» **TEXT SECTION**

There was a time when the Reserve Bank of India was described almost like a professional fire brigade—always on call to douse the inflation fire, even if it meant soaking growth prospects in the process.
That was the era when Governor Shaktikanta Das had to anchor expectations, break the back of price pressures and rebuild credibility by keeping inflation within the 2–6% band after a brutal global commodity shock.
Inflation control was not a choice then; it was a survival imperative. Under Governor Sanjay Malhotra, the story has clearly moved to its next chapter: the fire is largely under control, and the same institution is now being asked to help design the city’s new skyline. The recent 25 basis point cut in repo to 5.25%, coming after inflation slid well below the lower tolerance band and growth surprised on the upside, is the loudest signal yet that growth is no longer a side character—it is on the headline marquee.
Look at the numbers and the narrative starts to write itself. RBI has revised its real GDP growth forecast for 2025‑26 to around 7.3%, up from earlier estimates near 6.8% arguing that the economy has consistently outperformed earlier projections quarter after quarter.

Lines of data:

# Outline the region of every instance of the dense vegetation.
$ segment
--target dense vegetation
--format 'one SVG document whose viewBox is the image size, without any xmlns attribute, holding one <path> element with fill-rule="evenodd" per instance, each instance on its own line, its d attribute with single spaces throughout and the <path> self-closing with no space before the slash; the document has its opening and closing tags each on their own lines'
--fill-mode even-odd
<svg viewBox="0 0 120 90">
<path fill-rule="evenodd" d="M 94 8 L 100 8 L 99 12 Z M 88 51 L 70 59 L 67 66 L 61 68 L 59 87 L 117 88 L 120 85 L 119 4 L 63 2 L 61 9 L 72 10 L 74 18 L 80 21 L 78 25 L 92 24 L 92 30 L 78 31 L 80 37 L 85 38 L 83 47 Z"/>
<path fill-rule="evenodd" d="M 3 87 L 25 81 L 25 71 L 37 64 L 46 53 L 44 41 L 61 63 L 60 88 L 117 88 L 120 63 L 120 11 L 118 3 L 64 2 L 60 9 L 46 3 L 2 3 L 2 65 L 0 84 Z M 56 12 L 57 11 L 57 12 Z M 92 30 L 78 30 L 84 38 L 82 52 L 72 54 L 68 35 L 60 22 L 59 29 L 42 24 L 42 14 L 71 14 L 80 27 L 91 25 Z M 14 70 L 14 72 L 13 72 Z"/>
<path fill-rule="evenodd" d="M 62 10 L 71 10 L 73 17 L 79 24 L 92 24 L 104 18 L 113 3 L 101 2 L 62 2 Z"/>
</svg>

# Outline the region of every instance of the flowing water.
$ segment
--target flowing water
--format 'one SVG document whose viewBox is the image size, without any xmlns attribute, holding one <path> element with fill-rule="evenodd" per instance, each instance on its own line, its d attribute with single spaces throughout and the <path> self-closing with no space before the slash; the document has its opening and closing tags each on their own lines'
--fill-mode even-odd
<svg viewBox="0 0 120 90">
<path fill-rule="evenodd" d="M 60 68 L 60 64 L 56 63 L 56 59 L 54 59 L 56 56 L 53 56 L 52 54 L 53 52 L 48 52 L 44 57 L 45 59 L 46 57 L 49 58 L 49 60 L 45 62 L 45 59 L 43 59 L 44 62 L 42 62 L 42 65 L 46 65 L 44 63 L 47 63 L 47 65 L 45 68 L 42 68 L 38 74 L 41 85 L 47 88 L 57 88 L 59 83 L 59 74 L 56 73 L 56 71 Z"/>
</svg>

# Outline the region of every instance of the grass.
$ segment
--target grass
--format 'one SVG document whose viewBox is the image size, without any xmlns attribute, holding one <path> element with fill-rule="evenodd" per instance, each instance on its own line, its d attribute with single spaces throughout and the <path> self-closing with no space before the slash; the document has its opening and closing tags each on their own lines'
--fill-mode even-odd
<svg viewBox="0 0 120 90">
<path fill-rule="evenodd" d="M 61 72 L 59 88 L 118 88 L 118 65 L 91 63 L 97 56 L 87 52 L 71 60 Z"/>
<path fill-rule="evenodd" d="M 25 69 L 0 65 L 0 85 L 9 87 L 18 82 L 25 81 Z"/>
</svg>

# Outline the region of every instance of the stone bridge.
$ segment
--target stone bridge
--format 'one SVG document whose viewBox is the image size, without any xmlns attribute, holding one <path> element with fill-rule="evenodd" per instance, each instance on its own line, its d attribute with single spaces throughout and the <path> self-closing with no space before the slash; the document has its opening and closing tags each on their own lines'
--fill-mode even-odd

» **REQUIRED TASKS**
1. Update the stretch of the passage on the Reserve Bank of India from "There was a" through "global commodity shock.", writing "emergency crew" in place of "fire brigade".
2. In the passage on the Reserve Bank of India, what level did the recent repo rate cut bring the rate down to?
3. Pick up the passage on the Reserve Bank of India after its final sentence and continue it.

» **ANSWERS FOR THIS EXERCISE**
1.
There was a time when the Reserve Bank of India was described almost like a professional emergency crew—always on call to douse the inflation fire, even if it meant soaking growth prospects in the process.
That was the era when Governor Shaktikanta Das had to anchor expectations, break the back of price pressures and rebuild credibility by keeping inflation within the 2–6% band after a brutal global commodity shock.

2. 5.25%

3.
Even official data show India clocking strong real GDP growth in the previous year, with MOSPI estimates pointing to around 6.5% expansion in 2024‑25, giving Malhotra enough cushion to cut rates without fearing an immediate inflation rebound. This is what economists like to call a “Goldilocks” phase—growth is hot enough to create jobs and profits, but inflation is cool enough to let the central bank take its foot slightly off the brake. The MPC commentary emphasised that disinflation has been sustained, with retail inflation drifting below the lower end of the band for the latter half of the year, freeing policy to lean more aggressively towards supporting growth.
But RBI alone cannot manufacture a growth miracle; it can only create the financial weather in which growth‑friendly decisions become easier. The heavy lifting on the ground is coming from a series of structural reforms that the Modi government has been willing to push through despite political noise.
The four Labour Codes, now operational, consolidate and modernise dozens of legacy labour laws to make compliance simpler, hiring more flexible and social security more predictable—a combination designed to boost formal job creation while preserving worker protection. On the tax side, GST rationalisation and better compliance tracking have turned what once looked like a messy transition into a powerful engine of revenue stability, with GST collections growing around 9% in April–October 2025, signalling both healthy consumption and improved tax discipline. Chief Economic Advisor V. Anantha Nageswaran has been explicit that reforms in labour, GST and the new personal income tax regime are not just incremental tweaks; they are quietly raising the efficiency and competitiveness of the entire economy.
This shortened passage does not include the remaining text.